What the exercise asks:
List every line of the listing below that contains the word "burning".

Record list:
■ ■ ■ ■
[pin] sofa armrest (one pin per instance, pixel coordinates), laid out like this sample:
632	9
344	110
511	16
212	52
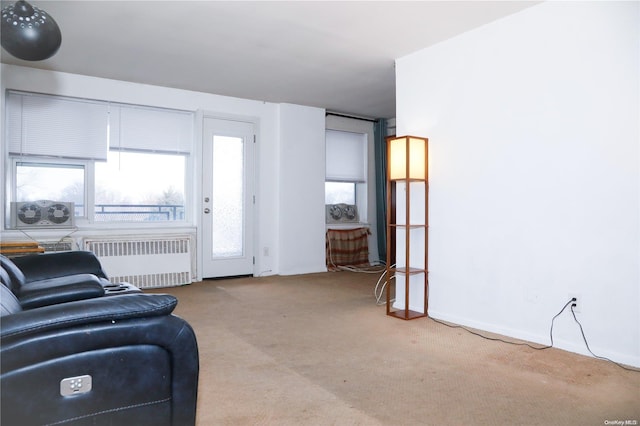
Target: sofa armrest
58	264
60	290
84	312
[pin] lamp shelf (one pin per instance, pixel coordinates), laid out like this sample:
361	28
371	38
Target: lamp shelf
406	314
410	271
411	226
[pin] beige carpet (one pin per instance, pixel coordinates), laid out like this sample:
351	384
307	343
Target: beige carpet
316	350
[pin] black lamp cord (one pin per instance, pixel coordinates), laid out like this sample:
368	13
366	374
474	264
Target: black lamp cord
540	348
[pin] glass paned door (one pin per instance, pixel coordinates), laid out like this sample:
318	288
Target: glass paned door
227	202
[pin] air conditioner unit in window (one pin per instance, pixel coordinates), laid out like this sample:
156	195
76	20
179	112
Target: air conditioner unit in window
42	214
341	213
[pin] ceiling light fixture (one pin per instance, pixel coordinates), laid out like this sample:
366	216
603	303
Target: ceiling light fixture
29	33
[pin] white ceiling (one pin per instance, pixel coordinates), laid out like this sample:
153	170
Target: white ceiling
337	55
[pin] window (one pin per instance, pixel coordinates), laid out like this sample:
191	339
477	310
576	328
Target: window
345	179
116	162
339	192
127	192
51	181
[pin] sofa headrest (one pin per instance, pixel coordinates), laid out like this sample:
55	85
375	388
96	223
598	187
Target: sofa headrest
11	276
8	302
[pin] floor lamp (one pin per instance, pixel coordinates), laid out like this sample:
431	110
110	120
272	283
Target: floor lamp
407	226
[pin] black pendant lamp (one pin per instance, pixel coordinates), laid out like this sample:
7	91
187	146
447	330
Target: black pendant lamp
29	33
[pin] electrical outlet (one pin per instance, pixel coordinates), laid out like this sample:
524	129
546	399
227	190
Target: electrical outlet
577	303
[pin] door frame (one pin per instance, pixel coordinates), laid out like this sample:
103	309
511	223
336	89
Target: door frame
198	183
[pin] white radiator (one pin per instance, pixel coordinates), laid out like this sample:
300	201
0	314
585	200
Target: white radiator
63	244
145	262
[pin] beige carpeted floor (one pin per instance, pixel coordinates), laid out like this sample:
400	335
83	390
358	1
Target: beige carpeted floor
316	350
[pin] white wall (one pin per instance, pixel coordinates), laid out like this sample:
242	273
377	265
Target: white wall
302	169
297	163
535	173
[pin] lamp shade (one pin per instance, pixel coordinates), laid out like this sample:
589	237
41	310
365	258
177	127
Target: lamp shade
407	157
29	33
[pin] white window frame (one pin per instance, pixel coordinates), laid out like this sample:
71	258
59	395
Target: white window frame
364	195
88	221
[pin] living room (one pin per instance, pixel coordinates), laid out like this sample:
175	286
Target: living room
534	174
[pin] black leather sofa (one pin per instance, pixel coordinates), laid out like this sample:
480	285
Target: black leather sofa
102	360
49	278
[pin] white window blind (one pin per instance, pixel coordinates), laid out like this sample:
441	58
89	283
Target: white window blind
151	129
57	127
345	156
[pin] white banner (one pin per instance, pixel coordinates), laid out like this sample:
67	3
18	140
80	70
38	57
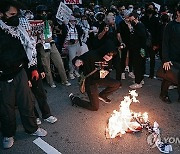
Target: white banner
64	12
73	1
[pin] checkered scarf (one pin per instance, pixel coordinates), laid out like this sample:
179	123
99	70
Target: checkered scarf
27	42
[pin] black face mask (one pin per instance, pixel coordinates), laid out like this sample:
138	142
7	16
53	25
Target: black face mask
150	11
133	23
12	21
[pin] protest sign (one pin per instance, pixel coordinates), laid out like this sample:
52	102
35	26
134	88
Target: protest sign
64	12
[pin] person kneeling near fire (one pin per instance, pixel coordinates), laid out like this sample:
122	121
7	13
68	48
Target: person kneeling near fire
88	62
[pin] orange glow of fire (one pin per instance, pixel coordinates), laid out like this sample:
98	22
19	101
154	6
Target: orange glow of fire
121	121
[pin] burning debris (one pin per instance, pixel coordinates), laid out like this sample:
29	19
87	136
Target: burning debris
126	121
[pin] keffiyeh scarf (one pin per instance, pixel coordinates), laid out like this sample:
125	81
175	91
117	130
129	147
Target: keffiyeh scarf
27	42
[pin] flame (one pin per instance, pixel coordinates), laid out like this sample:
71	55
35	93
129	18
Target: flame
121	121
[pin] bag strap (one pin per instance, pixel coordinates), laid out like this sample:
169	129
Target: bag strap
91	73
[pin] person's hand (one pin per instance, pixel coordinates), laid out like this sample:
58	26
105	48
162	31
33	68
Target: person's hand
106	29
43	75
155	48
35	75
167	65
78	63
29	84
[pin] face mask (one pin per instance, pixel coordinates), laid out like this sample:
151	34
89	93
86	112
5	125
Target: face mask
138	12
150	11
12	21
133	23
131	9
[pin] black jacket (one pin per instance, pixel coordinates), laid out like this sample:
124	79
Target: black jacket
138	37
12	55
64	30
152	25
171	42
89	58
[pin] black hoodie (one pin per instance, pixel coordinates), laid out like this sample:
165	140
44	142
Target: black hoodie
89	58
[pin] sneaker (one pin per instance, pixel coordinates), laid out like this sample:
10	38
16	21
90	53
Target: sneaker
127	69
123	76
172	87
142	82
8	142
38	121
131	75
71	75
105	100
67	83
165	99
77	74
136	86
53	86
51	119
40	132
71	96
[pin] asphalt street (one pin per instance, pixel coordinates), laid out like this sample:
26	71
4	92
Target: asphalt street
79	131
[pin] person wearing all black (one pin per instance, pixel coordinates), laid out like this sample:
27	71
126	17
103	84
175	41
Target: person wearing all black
164	19
110	32
171	54
40	95
16	54
151	23
137	48
124	30
86	62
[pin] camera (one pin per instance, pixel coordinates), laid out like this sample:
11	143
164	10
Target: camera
72	41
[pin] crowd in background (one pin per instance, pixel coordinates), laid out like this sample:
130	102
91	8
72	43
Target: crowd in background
134	33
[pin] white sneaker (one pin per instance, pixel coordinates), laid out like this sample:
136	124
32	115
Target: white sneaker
123	76
131	75
127	69
71	75
77	74
8	142
172	87
38	121
142	82
67	83
40	132
136	86
53	86
51	119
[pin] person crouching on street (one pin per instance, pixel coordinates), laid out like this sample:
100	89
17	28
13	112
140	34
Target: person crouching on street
87	62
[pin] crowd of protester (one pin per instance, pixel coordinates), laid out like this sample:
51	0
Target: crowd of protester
123	38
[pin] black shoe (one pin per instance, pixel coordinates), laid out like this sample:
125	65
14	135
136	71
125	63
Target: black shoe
105	99
151	77
71	96
165	99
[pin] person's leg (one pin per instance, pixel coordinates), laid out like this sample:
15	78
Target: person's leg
138	68
152	62
117	66
110	84
25	102
41	98
45	57
72	54
123	59
58	62
7	108
164	87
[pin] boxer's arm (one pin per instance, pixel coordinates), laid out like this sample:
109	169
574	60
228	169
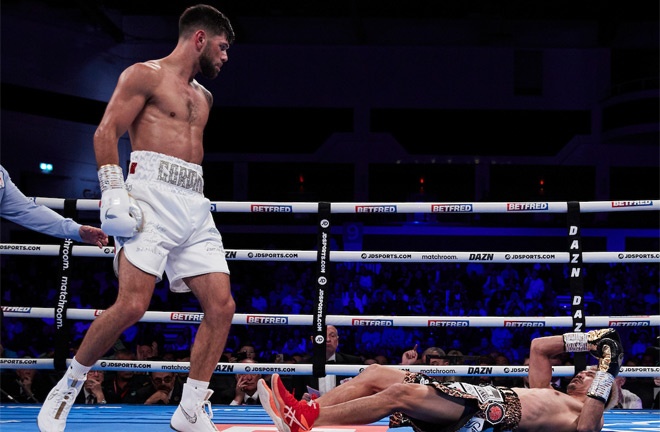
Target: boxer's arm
541	351
127	102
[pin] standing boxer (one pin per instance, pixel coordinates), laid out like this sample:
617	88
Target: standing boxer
159	216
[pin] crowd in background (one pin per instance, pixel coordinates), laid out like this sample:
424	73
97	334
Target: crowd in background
401	289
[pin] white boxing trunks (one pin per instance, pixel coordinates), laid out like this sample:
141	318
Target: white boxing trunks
179	235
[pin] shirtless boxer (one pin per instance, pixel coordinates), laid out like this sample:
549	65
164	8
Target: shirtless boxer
159	217
380	391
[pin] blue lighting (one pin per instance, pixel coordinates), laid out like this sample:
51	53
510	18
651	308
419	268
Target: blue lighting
46	168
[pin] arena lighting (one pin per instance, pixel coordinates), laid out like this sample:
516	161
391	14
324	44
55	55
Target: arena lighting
46	168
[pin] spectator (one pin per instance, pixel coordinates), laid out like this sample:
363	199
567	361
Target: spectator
332	355
25	386
245	390
162	389
627	399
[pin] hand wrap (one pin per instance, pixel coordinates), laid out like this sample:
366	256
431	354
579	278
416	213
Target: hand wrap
610	354
120	214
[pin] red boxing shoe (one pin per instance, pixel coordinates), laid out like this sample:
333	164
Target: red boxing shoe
297	416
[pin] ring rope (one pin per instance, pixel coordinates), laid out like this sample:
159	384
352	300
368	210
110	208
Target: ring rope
362	256
397	207
365	256
306	369
352	320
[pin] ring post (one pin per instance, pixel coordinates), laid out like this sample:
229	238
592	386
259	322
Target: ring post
576	281
323	286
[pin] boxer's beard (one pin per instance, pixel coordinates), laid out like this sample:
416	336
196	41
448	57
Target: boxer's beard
206	65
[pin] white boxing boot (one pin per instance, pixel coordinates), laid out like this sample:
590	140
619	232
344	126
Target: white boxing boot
194	413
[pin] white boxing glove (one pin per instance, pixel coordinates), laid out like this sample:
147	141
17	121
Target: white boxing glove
120	214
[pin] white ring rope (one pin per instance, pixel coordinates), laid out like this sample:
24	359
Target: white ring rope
358	256
306	369
401	207
353	320
364	256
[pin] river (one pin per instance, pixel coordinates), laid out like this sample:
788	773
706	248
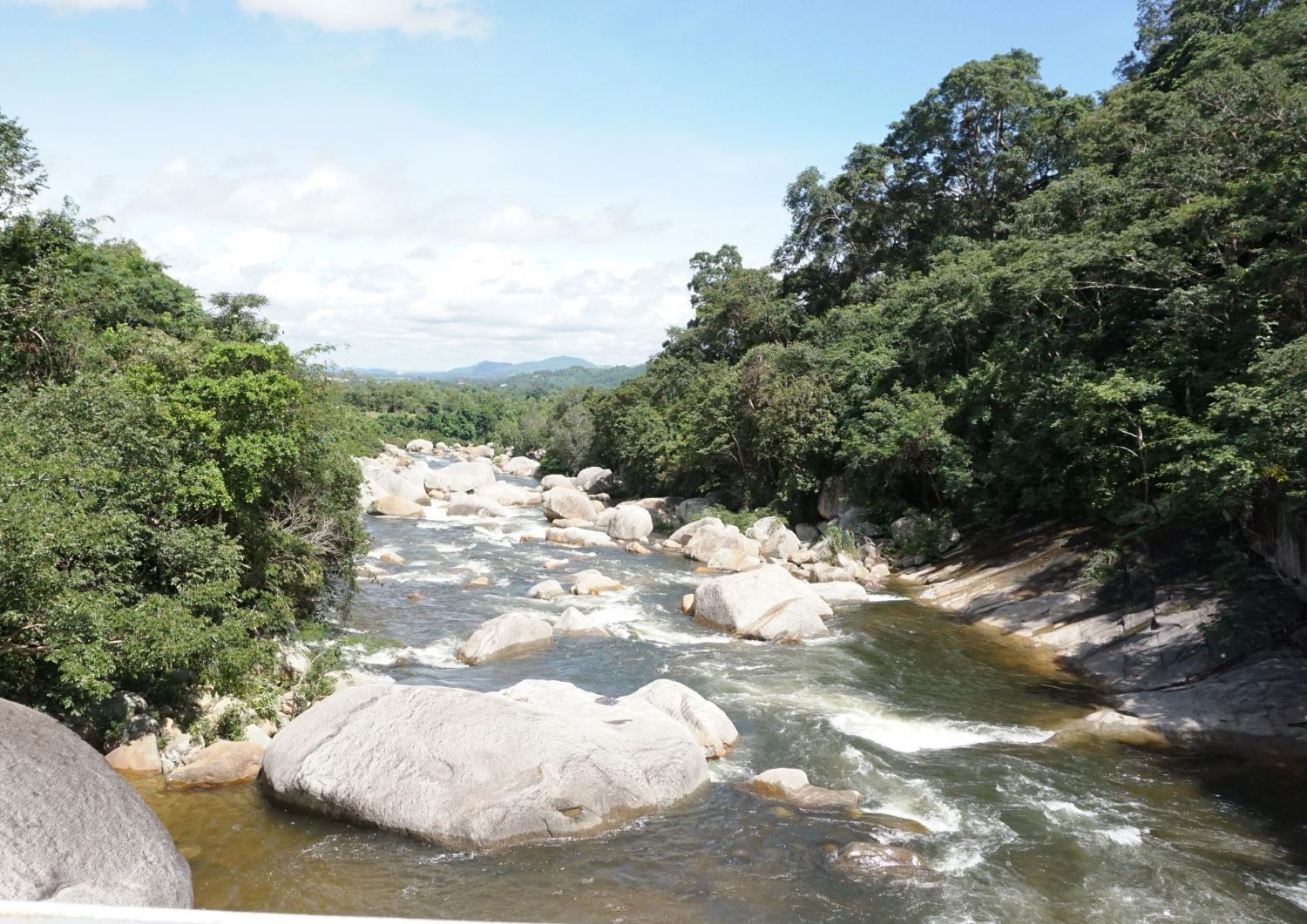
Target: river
930	719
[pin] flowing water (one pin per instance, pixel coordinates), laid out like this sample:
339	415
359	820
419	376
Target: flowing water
930	719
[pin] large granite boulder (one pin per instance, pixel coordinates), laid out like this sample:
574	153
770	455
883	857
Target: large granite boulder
506	637
475	770
766	603
567	503
522	467
630	524
460	476
71	829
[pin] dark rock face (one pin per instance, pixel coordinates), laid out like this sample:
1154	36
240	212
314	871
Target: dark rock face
71	829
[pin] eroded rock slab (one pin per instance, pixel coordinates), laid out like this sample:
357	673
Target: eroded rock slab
475	770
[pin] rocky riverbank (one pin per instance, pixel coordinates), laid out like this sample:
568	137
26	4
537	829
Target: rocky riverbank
1162	667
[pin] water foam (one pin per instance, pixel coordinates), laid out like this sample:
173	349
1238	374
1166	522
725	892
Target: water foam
910	736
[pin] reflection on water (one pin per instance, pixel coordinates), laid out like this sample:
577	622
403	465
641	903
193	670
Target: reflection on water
930	719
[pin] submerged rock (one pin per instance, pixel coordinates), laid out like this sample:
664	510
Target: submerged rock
630	524
460	477
546	590
865	859
567	503
73	830
221	764
389	505
138	759
791	786
574	623
522	467
540	759
710	725
765	603
595	582
506	636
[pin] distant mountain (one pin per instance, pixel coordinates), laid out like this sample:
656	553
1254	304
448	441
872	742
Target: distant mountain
488	370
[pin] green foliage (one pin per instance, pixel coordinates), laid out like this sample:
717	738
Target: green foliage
1019	300
175	488
742	519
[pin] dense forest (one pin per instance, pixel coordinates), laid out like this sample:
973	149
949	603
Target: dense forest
175	487
1021	300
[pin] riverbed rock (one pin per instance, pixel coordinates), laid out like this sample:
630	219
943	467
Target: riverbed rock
765	603
72	829
791	786
538	761
506	636
574	623
710	540
590	582
685	534
509	496
870	860
473	505
579	537
690	509
630	524
781	543
460	477
389	505
546	590
138	759
522	467
841	592
221	764
710	725
593	480
763	527
1110	725
732	558
567	503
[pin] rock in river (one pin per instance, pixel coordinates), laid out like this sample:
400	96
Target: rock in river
766	603
789	786
72	829
506	636
476	770
630	524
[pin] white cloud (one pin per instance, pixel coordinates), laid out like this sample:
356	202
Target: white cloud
326	199
412	17
523	224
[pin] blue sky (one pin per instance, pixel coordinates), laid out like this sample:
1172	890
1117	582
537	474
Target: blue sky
425	183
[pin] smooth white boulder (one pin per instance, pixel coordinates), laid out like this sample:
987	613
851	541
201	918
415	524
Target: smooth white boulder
629	524
574	623
710	540
711	727
72	830
766	603
460	476
522	467
567	503
505	637
841	592
475	770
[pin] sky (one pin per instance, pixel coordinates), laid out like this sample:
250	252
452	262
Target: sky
430	183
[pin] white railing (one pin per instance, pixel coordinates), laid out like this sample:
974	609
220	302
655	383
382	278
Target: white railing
49	913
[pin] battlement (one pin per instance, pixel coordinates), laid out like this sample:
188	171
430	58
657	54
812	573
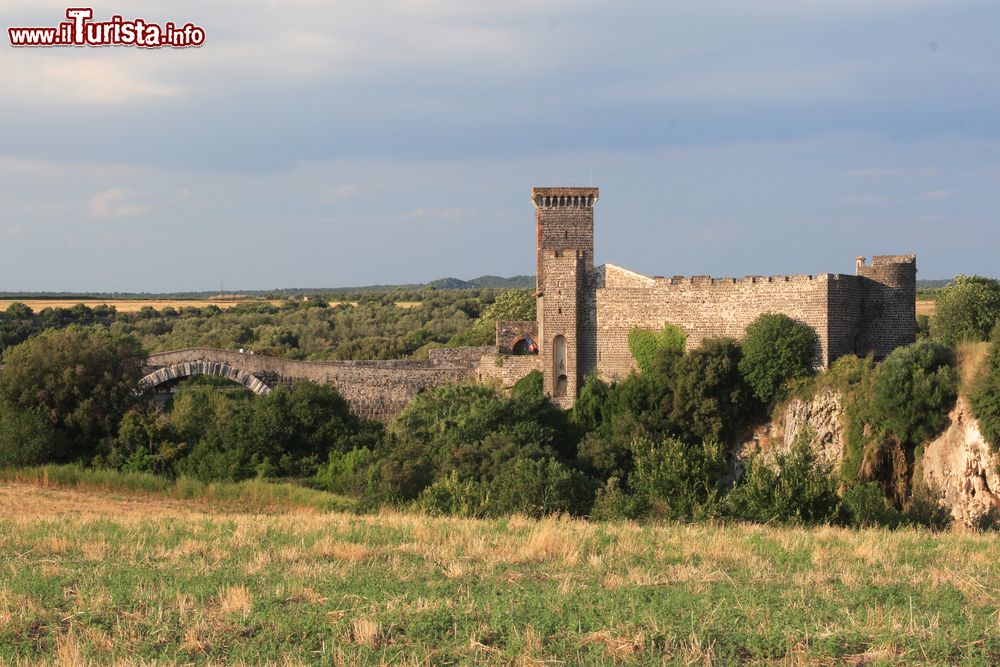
■ ■ ■ ■
Solution:
[pin] burning debris (one pin per instance, pixel coordinates), laid out like this sample:
Target: burning debris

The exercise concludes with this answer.